— YOUR INSTRUCTIONS —
Only the final stretch of lines is needed: output exactly the line containing "of the blonde" and all lines following it in the listing below.

---- RECORDS SHOWN

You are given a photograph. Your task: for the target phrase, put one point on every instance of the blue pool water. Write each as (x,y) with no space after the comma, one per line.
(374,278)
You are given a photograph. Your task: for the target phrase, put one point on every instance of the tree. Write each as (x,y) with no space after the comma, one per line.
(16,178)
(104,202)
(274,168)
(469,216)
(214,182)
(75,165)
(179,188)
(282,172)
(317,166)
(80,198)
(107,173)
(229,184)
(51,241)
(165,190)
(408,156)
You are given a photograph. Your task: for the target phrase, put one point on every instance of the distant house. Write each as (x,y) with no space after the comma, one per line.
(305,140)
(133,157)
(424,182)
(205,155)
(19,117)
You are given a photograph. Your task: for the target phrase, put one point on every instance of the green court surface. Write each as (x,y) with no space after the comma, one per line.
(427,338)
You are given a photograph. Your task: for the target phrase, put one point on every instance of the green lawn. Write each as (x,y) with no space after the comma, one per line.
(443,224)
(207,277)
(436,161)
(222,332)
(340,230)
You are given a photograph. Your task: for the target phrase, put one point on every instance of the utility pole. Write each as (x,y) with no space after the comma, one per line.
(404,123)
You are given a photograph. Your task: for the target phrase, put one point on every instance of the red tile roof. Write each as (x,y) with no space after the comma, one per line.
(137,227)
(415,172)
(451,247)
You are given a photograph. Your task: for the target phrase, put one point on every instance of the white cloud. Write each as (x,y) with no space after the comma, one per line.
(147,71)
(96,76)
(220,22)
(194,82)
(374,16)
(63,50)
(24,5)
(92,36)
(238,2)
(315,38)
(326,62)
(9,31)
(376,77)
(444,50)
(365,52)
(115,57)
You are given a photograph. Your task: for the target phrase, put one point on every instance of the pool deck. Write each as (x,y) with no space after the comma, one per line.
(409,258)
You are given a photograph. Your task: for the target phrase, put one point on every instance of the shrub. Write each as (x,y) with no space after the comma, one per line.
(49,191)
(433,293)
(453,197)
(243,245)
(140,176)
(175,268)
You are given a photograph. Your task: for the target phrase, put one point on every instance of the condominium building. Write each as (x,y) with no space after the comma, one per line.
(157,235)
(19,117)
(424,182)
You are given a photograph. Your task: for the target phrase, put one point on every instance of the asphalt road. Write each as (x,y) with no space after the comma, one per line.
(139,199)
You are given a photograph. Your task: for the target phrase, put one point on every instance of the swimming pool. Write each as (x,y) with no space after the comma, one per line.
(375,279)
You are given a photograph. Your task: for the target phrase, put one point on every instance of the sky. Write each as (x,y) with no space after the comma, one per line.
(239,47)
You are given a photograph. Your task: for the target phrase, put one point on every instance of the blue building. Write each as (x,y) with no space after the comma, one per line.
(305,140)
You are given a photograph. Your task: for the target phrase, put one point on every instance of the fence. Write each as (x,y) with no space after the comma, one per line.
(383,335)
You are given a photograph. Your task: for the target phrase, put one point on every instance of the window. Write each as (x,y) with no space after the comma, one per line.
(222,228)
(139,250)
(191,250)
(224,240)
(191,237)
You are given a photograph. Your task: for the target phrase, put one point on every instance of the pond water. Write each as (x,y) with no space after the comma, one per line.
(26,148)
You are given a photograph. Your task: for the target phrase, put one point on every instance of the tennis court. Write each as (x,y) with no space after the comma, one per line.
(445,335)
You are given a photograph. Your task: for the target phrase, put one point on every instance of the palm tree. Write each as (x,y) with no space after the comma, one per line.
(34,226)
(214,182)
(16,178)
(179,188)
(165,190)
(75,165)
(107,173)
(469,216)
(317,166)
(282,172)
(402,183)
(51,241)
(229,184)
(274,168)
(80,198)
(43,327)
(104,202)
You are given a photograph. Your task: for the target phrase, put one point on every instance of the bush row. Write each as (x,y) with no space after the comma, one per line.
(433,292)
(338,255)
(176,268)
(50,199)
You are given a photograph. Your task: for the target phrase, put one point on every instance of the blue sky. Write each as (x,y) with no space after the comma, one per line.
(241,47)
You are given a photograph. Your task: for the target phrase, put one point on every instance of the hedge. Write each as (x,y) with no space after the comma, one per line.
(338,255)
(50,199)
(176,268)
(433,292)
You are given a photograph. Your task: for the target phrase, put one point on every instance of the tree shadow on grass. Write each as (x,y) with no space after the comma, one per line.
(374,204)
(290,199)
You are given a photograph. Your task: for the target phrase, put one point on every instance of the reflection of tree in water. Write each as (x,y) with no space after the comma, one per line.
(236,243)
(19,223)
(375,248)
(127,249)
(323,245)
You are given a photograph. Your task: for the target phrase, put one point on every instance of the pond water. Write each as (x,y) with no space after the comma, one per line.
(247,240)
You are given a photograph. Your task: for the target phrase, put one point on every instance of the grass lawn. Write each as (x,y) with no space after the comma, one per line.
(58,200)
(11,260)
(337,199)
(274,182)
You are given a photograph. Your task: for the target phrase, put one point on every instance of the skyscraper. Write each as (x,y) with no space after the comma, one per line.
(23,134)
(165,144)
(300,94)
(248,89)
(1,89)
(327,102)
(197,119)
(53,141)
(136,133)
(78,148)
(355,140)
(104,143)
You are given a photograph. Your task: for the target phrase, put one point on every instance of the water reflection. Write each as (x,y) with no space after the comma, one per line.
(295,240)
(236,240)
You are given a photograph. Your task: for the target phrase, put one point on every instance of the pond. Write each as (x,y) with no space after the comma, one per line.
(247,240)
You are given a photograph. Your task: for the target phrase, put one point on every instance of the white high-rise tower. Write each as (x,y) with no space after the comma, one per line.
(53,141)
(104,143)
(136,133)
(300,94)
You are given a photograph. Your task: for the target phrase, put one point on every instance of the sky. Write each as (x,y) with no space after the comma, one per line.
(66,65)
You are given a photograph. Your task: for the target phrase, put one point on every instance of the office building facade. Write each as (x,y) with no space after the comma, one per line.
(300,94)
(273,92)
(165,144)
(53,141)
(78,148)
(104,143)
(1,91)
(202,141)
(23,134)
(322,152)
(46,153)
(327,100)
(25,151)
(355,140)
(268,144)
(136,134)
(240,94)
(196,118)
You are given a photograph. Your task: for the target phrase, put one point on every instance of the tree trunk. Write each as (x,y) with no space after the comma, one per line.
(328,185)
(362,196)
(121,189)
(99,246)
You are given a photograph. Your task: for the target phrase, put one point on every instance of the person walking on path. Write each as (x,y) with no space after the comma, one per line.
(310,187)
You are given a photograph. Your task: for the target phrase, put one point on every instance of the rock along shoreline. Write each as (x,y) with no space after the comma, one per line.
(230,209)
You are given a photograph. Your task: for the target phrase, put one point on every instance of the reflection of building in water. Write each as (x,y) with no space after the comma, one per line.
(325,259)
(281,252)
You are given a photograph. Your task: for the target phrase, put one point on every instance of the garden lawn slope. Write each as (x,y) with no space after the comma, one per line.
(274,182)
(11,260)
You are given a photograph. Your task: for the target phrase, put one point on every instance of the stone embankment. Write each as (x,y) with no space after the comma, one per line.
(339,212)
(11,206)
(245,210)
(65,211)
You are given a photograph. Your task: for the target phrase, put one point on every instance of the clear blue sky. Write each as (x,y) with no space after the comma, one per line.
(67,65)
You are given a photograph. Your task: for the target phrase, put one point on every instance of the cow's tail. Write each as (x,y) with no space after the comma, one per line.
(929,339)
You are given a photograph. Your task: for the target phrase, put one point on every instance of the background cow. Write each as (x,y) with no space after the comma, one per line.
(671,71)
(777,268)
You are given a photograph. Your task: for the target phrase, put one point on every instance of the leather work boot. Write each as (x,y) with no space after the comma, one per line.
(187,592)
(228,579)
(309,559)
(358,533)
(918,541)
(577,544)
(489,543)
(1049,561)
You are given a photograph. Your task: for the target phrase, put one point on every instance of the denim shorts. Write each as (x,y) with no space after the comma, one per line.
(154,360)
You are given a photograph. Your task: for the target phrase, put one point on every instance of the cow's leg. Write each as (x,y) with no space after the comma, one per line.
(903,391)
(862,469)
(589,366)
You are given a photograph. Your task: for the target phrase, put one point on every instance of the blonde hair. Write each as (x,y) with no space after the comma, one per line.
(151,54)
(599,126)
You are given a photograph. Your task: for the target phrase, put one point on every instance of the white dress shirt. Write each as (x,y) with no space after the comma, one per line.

--------

— TASK RESPONSE —
You are given a photograph. Your task: for the target phrase, put one point on every instance of the blonde hair. Write each as (x,y) with no space after the comma, one per line.
(151,54)
(599,126)
You are given a photograph. Your task: for the target phrase, put one point on every instance of the white dress shirt. Write each as (x,y) with no space after the comma, one per line.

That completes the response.